### Requirement:
Report every line below that contains the string "wing", copying each one in full.

[Data listing]
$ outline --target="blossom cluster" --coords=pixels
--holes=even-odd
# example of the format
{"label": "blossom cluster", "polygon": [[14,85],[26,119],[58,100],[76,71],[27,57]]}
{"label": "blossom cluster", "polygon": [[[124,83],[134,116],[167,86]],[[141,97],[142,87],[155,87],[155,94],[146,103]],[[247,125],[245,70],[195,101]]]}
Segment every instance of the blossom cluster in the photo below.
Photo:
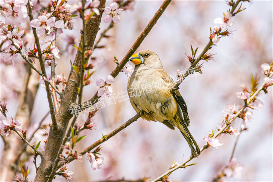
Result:
{"label": "blossom cluster", "polygon": [[[262,72],[267,76],[265,79],[266,83],[264,86],[263,89],[265,89],[264,90],[266,90],[265,89],[269,86],[273,85],[273,80],[270,79],[268,76],[273,71],[272,65],[273,63],[271,63],[270,65],[267,63],[264,63],[261,66]],[[265,91],[265,92],[266,93]],[[254,93],[253,92],[251,93],[246,87],[244,86],[243,87],[242,91],[237,92],[236,95],[239,98],[244,100],[245,104],[248,108],[257,110],[263,108],[264,106],[263,103],[261,101],[256,98],[251,98],[251,96]],[[251,99],[252,100],[250,100]],[[228,105],[227,108],[223,110],[222,112],[224,117],[221,122],[220,125],[217,126],[218,130],[220,131],[224,127],[225,128],[227,126],[227,126],[222,131],[221,134],[228,133],[234,136],[240,134],[240,132],[238,130],[239,127],[233,127],[230,124],[231,124],[231,120],[233,121],[235,119],[236,116],[235,115],[238,111],[237,107],[235,104],[233,105]],[[253,113],[251,111],[248,111],[247,109],[245,109],[236,116],[243,119],[243,121],[241,125],[241,130],[245,128],[247,122],[251,119],[252,114]],[[203,139],[207,142],[209,146],[211,146],[217,148],[218,147],[223,145],[223,144],[219,143],[219,140],[215,138],[214,137],[214,136],[213,130],[212,133],[210,133],[204,137]]]}
{"label": "blossom cluster", "polygon": [[231,33],[231,32],[226,30],[228,27],[233,25],[234,20],[232,17],[232,14],[229,12],[226,12],[224,13],[223,18],[216,18],[214,19],[213,22],[219,25],[220,27],[214,27],[213,29],[214,31],[212,32],[211,30],[210,38],[214,43],[218,44],[220,42],[220,38],[221,37],[218,37],[219,36],[229,36]]}
{"label": "blossom cluster", "polygon": [[11,133],[11,131],[15,130],[21,131],[23,136],[25,136],[26,129],[23,125],[22,128],[20,129],[18,127],[21,126],[21,121],[17,119],[15,121],[12,117],[9,119],[4,118],[0,123],[0,134],[7,136]]}
{"label": "blossom cluster", "polygon": [[217,181],[225,181],[225,178],[234,177],[240,179],[242,177],[242,171],[244,169],[244,165],[237,162],[237,159],[233,158],[229,162],[227,165],[222,170],[221,174],[217,178]]}

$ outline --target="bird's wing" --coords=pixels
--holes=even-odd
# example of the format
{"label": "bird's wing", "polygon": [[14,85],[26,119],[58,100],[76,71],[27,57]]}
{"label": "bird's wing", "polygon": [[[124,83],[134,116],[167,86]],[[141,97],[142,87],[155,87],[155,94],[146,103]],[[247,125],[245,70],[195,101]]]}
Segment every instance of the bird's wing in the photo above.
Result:
{"label": "bird's wing", "polygon": [[[162,79],[166,83],[174,83],[171,77],[164,70],[158,70],[158,72],[161,75]],[[170,86],[172,85],[172,84],[170,84]],[[182,110],[183,116],[181,115],[180,116],[183,119],[182,120],[185,122],[186,126],[188,126],[189,125],[189,118],[186,102],[178,90],[175,91],[172,93],[172,94]]]}

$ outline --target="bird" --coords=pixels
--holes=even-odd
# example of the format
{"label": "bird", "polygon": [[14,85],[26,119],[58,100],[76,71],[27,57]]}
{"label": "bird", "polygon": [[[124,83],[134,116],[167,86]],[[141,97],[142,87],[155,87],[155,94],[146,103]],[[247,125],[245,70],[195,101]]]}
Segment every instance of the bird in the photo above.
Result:
{"label": "bird", "polygon": [[144,119],[162,123],[172,130],[178,128],[192,155],[199,155],[200,149],[187,127],[190,122],[186,102],[178,88],[171,91],[176,83],[164,70],[157,54],[142,50],[129,60],[135,65],[127,88],[133,108],[137,113],[143,113],[141,117]]}

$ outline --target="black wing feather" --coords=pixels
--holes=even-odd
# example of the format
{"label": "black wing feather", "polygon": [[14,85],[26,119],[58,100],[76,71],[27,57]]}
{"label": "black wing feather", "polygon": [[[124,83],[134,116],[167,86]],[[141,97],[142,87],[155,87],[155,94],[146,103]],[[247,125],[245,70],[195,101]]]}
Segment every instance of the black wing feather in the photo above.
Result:
{"label": "black wing feather", "polygon": [[[176,93],[177,92],[178,93]],[[178,90],[176,90],[173,93],[173,95],[182,110],[183,114],[183,121],[185,122],[186,126],[189,126],[189,118],[188,114],[188,109],[187,108],[186,102]]]}

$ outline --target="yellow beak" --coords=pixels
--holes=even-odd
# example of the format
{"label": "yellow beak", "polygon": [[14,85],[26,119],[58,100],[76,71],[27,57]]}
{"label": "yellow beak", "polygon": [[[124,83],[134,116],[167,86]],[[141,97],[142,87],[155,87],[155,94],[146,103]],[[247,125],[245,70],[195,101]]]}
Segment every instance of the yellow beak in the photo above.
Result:
{"label": "yellow beak", "polygon": [[144,59],[143,57],[138,53],[133,54],[129,58],[129,60],[132,61],[134,64],[136,66],[143,63]]}

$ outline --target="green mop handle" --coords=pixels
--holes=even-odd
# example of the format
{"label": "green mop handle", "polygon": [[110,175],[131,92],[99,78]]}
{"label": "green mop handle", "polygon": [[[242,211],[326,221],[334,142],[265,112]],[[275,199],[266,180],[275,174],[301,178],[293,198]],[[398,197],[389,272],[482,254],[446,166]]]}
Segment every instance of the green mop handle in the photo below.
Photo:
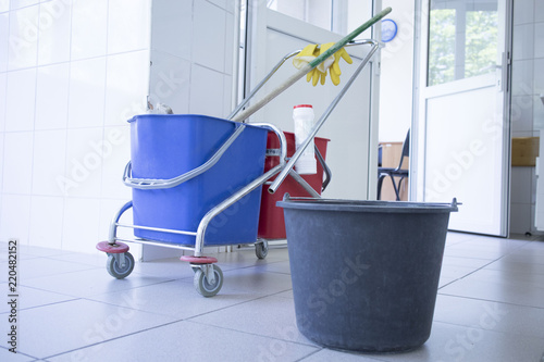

### Exercise answer:
$ outline --target="bird's wing" --coords=pixels
{"label": "bird's wing", "polygon": [[14,85],[26,119],[58,100],[76,71],[27,57]]}
{"label": "bird's wing", "polygon": [[[124,83],[134,116],[167,86]],[[141,97],[142,87],[155,87],[155,94],[146,103]],[[247,125],[245,70],[195,101]]]}
Segment every instance of the bird's wing in the photo above.
{"label": "bird's wing", "polygon": [[[162,79],[166,83],[174,83],[171,77],[164,70],[158,70],[158,72],[161,75]],[[170,86],[172,85],[172,84],[170,84]],[[182,110],[183,116],[181,115],[180,116],[183,119],[182,120],[185,122],[186,126],[188,126],[189,125],[189,118],[186,102],[178,90],[175,91],[172,93],[172,94]]]}
$ outline --target="black wing feather" --coords=pixels
{"label": "black wing feather", "polygon": [[14,85],[26,119],[58,100],[76,71],[27,57]]}
{"label": "black wing feather", "polygon": [[[124,83],[134,116],[167,86]],[[141,97],[142,87],[155,87],[155,94],[146,103]],[[247,125],[245,70],[195,101]]]}
Segment every instance of the black wing feather in the photo above.
{"label": "black wing feather", "polygon": [[[176,93],[177,92],[178,93]],[[178,90],[176,90],[173,93],[173,95],[182,110],[183,114],[183,121],[185,122],[186,126],[189,126],[189,118],[188,114],[188,109],[187,108],[186,102]]]}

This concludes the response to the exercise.